## RECORDS SHOWN
— START —

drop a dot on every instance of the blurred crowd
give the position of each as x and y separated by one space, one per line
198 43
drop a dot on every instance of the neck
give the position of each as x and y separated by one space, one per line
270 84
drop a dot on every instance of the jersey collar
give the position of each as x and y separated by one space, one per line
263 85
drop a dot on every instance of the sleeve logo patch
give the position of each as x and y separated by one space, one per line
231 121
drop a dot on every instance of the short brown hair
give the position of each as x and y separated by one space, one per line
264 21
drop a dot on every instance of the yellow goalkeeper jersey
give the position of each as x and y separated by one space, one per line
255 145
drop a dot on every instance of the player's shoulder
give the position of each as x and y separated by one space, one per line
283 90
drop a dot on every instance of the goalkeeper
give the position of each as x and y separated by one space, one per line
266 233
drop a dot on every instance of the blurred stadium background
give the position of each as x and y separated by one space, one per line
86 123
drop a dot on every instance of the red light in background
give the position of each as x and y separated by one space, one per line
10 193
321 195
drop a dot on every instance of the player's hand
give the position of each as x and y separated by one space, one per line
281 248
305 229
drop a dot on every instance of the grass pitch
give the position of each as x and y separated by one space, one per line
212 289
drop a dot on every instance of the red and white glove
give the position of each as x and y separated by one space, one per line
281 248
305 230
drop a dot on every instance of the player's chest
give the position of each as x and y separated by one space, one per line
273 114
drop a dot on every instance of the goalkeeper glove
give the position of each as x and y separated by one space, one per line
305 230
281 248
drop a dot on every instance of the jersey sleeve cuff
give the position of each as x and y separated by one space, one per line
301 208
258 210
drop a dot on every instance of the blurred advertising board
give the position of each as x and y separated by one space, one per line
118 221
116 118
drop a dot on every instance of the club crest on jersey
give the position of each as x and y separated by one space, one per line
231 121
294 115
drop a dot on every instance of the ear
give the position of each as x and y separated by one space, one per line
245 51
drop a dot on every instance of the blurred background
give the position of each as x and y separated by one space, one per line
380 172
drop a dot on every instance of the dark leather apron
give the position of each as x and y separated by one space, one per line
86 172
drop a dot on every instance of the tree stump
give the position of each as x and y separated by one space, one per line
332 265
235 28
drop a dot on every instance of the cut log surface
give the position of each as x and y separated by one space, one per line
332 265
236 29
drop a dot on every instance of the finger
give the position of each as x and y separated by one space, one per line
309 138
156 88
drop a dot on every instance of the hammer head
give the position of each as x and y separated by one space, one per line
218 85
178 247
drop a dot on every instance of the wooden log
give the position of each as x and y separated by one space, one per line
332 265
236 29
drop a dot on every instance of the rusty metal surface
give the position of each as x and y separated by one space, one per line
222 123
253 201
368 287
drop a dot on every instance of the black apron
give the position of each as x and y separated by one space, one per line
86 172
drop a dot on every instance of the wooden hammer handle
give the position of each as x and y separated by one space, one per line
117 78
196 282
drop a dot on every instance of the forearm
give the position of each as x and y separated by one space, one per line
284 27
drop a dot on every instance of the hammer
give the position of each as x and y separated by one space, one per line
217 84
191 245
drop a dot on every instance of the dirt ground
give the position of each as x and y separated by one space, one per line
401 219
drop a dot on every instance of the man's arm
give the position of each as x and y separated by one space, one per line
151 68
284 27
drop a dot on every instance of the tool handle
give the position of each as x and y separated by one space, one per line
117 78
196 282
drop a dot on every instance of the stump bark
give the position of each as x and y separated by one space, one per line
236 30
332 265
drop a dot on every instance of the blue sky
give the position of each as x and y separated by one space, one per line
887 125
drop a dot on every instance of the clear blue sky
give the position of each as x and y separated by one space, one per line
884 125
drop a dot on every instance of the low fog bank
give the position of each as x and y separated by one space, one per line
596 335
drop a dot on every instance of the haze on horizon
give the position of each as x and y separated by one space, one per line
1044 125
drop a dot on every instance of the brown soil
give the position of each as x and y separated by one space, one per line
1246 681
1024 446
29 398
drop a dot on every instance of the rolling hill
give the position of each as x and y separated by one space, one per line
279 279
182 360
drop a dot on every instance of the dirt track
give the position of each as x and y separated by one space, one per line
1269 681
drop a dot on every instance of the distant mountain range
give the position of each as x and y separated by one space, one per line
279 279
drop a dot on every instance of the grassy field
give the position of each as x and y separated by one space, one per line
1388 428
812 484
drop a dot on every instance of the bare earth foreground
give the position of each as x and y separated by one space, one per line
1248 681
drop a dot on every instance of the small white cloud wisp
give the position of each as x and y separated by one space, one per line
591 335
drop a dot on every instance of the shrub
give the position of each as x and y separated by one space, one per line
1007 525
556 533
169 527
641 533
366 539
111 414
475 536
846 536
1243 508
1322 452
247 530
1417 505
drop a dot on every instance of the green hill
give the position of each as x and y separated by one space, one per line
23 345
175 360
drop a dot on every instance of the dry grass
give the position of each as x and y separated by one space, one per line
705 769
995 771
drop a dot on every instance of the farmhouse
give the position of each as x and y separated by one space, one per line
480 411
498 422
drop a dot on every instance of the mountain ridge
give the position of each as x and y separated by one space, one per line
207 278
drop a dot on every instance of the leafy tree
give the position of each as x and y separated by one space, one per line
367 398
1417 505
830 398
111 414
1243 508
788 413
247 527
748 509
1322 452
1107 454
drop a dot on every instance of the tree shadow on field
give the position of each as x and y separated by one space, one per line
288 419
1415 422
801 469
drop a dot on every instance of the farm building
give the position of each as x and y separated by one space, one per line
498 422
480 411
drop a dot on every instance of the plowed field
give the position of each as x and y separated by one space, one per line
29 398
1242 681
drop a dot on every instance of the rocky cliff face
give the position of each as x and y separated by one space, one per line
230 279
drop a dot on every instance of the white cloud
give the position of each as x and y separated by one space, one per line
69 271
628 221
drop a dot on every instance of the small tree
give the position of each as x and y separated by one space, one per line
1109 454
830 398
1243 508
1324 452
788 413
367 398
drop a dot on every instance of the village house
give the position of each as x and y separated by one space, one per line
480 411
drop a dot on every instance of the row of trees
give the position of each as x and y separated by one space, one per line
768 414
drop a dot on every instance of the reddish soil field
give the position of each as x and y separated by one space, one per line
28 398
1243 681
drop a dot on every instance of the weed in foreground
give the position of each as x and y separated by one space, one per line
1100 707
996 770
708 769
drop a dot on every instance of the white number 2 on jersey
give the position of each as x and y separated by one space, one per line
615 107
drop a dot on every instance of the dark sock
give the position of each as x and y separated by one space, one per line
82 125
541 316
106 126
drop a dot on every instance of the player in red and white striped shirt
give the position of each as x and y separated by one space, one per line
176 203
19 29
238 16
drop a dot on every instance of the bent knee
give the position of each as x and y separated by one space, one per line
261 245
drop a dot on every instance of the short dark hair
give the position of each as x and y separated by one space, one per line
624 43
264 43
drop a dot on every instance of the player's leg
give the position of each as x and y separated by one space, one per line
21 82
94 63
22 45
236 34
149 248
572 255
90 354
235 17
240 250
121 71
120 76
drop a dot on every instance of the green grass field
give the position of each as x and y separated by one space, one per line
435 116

— END —

## TASK STATEMENT
Exact repetition is required for the lines from the one that contains "drop a dot on every instance of the weed" through the final line; leave out everything else.

## WRITTEN RESPONSE
drop a dot on every instance of the weed in foreground
give the position of each as x and y separated by one space, one per line
1100 707
996 770
708 769
drop a dot on every instance of the white number 2 on jersey
give the position of each as x and y separated by one space, one per line
615 107
drop a dot on every instance of the dark sock
give the position of each as x and y separated by one space, one per line
82 125
541 316
106 126
drop a dot on every instance of the player in red and white striped shirt
give the position of each as x and y separated by one space, one per line
176 203
19 29
238 16
drop a dot on every instance of the bent knee
give the position of each as x and y separated by one space, one per line
261 245
drop a dot on every instance of the short dark hair
give the position of each as x and y separated by one space, one per line
624 43
264 43
drop a dot on every instance of the player's leg
give the position of each as x and y separated by one space, one per line
21 82
94 63
22 45
236 34
149 248
572 255
90 354
235 17
240 250
121 71
120 76
drop a dot on every instance of the green grass field
give the position of each as x and y separated by one space, one per line
435 116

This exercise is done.